- _DOKUMEN_:

▽

Pertama, membangun belarasa kemanusiaan yang melampaui sekat-sekat kepentingan politik, ekonomi dan agama. Belarasa harus tumbuh dari proses pemanusiaan dalam kehidupan sehari-hari. Yesus dengan sangat tajam menegur keangkuhan hidup kita yang seringkali egois dan mengorbankan orang lain yang lemah dan tidak berdaya. “ Dan akan tanda-tanda pada matahari dan bulan dan bintang-bintang, dan di bumi bangsa-bangsa akan takut dan bingung menghadapi deru dan gelora laut (Lk 21,25).” Kita seringkali mengandalkan kekuatan manusiawi kita, dan kita lupa untuk mengandalkan kasih Tuhan. Bencana alam juga adalah bentuk teguran pada pertobatan hidup ini, agar kita tidak sombong dengan hidup kita yang kita rasa sebagai puncak prestasi dan kemapanan kita.

△

- _PERINTAH 1_: Tulis ulang kata demi kata baris-baris catatan mulai dari baris yang memuat "of the small" sampai akhir catatan, termasuk kedua ujungnya.
Teks dan catatan ini tidak ada hubungannya satu sama lain.

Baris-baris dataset
▽

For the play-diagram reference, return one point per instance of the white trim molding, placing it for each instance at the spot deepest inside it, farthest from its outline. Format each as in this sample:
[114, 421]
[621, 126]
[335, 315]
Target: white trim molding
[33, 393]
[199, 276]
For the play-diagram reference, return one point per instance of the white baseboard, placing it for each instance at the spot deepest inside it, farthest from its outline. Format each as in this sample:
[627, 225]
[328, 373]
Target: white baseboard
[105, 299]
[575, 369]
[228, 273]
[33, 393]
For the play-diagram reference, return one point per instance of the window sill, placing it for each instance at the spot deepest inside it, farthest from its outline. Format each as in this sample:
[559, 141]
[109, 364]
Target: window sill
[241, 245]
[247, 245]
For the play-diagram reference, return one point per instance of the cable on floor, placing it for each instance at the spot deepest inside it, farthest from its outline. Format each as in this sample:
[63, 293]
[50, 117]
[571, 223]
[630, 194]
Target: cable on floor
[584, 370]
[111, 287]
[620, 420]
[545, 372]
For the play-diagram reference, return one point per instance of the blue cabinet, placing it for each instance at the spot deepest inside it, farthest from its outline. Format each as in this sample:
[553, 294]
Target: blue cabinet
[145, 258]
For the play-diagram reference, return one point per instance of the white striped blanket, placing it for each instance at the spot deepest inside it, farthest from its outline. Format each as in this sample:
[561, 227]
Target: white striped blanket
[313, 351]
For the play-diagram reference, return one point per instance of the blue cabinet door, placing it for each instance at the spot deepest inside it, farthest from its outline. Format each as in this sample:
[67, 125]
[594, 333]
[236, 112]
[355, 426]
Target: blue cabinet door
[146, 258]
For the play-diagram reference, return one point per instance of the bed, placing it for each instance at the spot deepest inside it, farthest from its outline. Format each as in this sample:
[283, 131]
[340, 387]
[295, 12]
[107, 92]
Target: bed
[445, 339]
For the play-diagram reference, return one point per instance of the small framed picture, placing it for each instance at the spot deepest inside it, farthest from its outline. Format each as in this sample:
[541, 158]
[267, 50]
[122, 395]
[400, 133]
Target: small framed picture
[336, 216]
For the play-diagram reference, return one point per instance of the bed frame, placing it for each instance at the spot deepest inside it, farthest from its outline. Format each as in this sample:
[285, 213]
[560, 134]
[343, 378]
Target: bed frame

△

- _PERINTAH 2_: Kutip seluruh teks tentang belarasa kemanusiaan tanpa mengubah apa pun.

- _JAWABAN LENGKAP 1_:
For the play-diagram reference, return one point per instance of the small framed picture, placing it for each instance at the spot deepest inside it, farthest from its outline. Format each as in this sample:
[541, 158]
[267, 50]
[122, 395]
[400, 133]
Target: small framed picture
[336, 216]
For the play-diagram reference, return one point per instance of the bed frame, placing it for each instance at the spot deepest inside it, farthest from its outline. Format each as in this sample:
[285, 213]
[560, 134]
[343, 378]
Target: bed frame

- _JAWABAN LENGKAP 2_:
Pertama, membangun belarasa kemanusiaan yang melampaui sekat-sekat kepentingan politik, ekonomi dan agama. Belarasa harus tumbuh dari proses pemanusiaan dalam kehidupan sehari-hari. Yesus dengan sangat tajam menegur keangkuhan hidup kita yang seringkali egois dan mengorbankan orang lain yang lemah dan tidak berdaya. “ Dan akan tanda-tanda pada matahari dan bulan dan bintang-bintang, dan di bumi bangsa-bangsa akan takut dan bingung menghadapi deru dan gelora laut (Lk 21,25).” Kita seringkali mengandalkan kekuatan manusiawi kita, dan kita lupa untuk mengandalkan kasih Tuhan. Bencana alam juga adalah bentuk teguran pada pertobatan hidup ini, agar kita tidak sombong dengan hidup kita yang kita rasa sebagai puncak prestasi dan kemapanan kita.